(Dataset entries)
---------------

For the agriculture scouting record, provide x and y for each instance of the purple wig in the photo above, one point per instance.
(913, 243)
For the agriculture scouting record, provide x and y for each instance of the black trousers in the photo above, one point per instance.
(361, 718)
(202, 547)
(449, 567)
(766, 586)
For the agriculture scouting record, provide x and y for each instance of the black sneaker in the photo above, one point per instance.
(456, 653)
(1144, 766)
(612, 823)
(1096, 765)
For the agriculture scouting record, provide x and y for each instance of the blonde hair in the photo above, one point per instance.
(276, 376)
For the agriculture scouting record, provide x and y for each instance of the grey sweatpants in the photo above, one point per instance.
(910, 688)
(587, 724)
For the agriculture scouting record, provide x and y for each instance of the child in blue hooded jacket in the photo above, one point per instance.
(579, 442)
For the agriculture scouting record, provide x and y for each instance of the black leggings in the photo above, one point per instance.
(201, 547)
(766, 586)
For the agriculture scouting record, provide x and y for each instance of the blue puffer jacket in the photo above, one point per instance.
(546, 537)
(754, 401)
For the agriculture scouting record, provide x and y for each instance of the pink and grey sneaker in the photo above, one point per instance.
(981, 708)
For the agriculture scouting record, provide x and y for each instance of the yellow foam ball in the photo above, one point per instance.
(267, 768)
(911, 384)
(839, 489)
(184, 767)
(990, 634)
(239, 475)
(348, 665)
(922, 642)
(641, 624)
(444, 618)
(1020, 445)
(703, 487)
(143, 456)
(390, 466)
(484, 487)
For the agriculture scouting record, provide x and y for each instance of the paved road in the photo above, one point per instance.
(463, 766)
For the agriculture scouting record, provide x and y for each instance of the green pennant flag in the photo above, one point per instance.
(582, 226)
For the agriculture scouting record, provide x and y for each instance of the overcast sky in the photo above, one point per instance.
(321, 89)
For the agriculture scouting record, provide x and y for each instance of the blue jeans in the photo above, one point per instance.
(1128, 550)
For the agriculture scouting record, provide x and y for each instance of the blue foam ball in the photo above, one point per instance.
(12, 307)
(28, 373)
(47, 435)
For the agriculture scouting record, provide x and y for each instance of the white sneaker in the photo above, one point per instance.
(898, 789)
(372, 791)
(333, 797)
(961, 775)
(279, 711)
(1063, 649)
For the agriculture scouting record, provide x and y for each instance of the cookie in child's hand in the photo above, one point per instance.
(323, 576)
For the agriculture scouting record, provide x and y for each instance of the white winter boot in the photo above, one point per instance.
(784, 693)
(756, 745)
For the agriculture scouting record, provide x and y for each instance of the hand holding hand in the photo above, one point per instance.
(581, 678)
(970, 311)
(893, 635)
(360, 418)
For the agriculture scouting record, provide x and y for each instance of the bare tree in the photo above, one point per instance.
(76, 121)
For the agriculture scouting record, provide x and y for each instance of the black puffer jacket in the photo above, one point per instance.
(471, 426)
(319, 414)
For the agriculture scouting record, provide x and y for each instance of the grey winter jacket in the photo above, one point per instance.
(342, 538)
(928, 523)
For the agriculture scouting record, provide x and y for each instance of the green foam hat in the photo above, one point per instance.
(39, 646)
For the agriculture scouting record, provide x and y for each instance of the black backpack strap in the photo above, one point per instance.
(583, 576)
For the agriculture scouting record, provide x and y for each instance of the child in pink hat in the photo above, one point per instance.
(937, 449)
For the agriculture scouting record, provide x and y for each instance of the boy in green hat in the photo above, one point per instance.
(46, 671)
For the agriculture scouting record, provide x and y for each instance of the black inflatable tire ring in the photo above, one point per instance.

---------------

What the task requires> So that nothing is lost, transcribe each entry exactly as written.

Output below>
For the agriculture scouting record, provide x and y for each instance of the purple wig in the photo above, one point per instance.
(913, 243)
For the agriculture scouting record, provide x and y for each instance of the black trousers in the photo above, one point per instance.
(361, 718)
(202, 547)
(449, 567)
(766, 586)
For the agriculture scouting record, provide x and y for each instance of the black sneaker in the photo above, one point per instance.
(456, 653)
(1144, 766)
(612, 823)
(1096, 765)
For the agriculture scouting record, provide x and y for each instance of the blonde hair in the photo above, one point per instance.
(276, 376)
For the agriculture scouting record, provide x and y for each instance of the grey sweatpants in the photo above, one point per instance.
(910, 688)
(587, 724)
For the agriculture scouting record, provide x and y for each instance of the child in blue hooded jacket in the photo above, one point per instance.
(579, 442)
For the agriculture scouting record, provide x and y for each instance of the black leggings in the photo above, one point per instance.
(201, 547)
(766, 586)
For the agriculture scouting record, provide x and y for each instance of the blue puffer jacket in the photo above, one point per instance.
(546, 537)
(754, 401)
For the agriculture scouting record, provide x and y for each instance of the pink and grey sneaker in the photo above, one point per instance.
(981, 708)
For the agriculture scouting record, provide x and y for each instance of the yellow foam ball in the photo above, one point per instance.
(267, 768)
(911, 384)
(839, 489)
(184, 767)
(990, 634)
(239, 475)
(348, 665)
(922, 642)
(641, 624)
(444, 618)
(1020, 445)
(703, 487)
(143, 456)
(390, 466)
(484, 487)
For the agriculture scouting record, provide x and y for each instance of the paved road in the photo above, one point per instance.
(463, 766)
For the agriculture scouting record, provide x and y for each instance of the green pennant flag in the photo above, one point per instance.
(582, 226)
For the agriculture scouting record, provide x and y for each instance of the overcast sky in the photo above, one point per instance.
(321, 89)
For the agriculture scouting record, provide x and y for each instance of the blue jeans in the photo above, one point per instance.
(1128, 550)
For the agriculture scouting record, provide x and y for each instance of the blue foam ball in the photo above, one point per instance.
(12, 307)
(28, 373)
(47, 435)
For the agriculture scouting record, provide x and y for each instance of the white sneaker in the photo above, one point per instance.
(898, 789)
(372, 791)
(333, 797)
(961, 775)
(279, 711)
(1063, 649)
For the agriculture scouting record, provide x and y for each instance of the cookie in child's hand in the photo above, one point per instance.
(323, 576)
For the agriculture scouting record, provide x and y for each instance of the white winter boot in the photo above, one point per instance.
(784, 693)
(756, 745)
For the agriculture scouting record, provide x and y for each instance of the hand holding hand in the photo above, one point per instance.
(581, 678)
(970, 311)
(893, 635)
(360, 418)
For the agriculture scouting record, provide x and y for each instance of the bare tree in the photo above, one point per instance.
(76, 121)
For the agriculture scouting record, provide x and y for each instance of the black puffer jacket in the photo above, one point per instance.
(471, 426)
(319, 414)
For the agriculture scouting record, provide x and y for each instance of the grey winter jacket in the photo above, one point per instance.
(342, 538)
(928, 523)
For the agriculture scouting record, provide x and y for each instance of the green foam hat in the photo above, one point per instance.
(39, 646)
For the agriculture scouting record, provide x and y for each instance of the black backpack strap in the photo above, one point per instance.
(583, 576)
For the agriculture scouting record, provide x and y for each instance of the child in pink hat in the photo above, one point per instance.
(937, 449)
For the agriculture scouting record, provide x and y for each instance of the boy in green hat in the photo above, one point per instance.
(46, 671)
For the agriculture scouting record, provide x and y for each instance of the black inflatable tire ring in the photo above, one point per instance.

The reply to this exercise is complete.